GIVEN INSTRUCTION
Reproduce only the stretch of rows below from the line containing "of the bass" through the end of the rows, with the requests included, and increase every coordinate in the answers by 144.

Point labeling examples
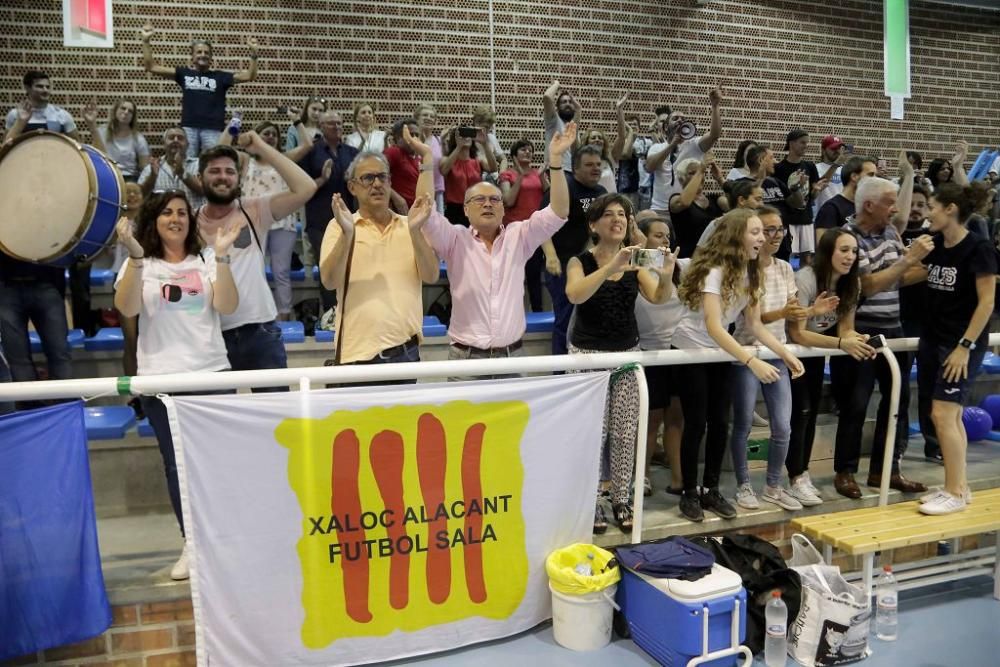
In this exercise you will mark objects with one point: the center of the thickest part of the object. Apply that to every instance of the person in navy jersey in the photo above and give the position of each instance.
(961, 276)
(203, 100)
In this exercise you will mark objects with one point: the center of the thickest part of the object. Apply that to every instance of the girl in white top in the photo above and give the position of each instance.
(178, 290)
(366, 135)
(722, 281)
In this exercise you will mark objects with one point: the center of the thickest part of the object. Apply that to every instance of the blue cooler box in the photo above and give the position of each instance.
(667, 617)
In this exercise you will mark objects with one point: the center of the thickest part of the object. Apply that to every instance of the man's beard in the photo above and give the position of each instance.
(214, 198)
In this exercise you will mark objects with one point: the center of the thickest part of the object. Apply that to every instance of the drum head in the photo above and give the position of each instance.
(45, 185)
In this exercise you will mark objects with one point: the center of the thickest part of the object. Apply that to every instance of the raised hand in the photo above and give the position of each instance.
(563, 141)
(419, 212)
(126, 237)
(415, 144)
(226, 237)
(825, 303)
(343, 215)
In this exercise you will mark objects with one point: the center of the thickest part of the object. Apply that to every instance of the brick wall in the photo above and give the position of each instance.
(783, 63)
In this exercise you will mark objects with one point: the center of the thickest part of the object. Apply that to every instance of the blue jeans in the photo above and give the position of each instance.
(561, 307)
(44, 306)
(254, 347)
(778, 397)
(200, 139)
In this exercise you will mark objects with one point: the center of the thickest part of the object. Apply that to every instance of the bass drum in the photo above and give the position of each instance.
(61, 198)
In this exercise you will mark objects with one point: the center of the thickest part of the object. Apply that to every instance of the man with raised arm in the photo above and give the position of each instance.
(203, 98)
(376, 260)
(486, 260)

EXERCISE RESULT
In this exercise you will mark objects with one point: the center of the thickest part of the object. Apply that to every instance of the bass drum in the photo above and give the position of each instance.
(205, 342)
In this exercise you will mark objects with one point: the center of the thickest part of the object. Apply that to every instance of the man with raised arm in the photo above and give the position of each instance.
(347, 242)
(520, 404)
(630, 404)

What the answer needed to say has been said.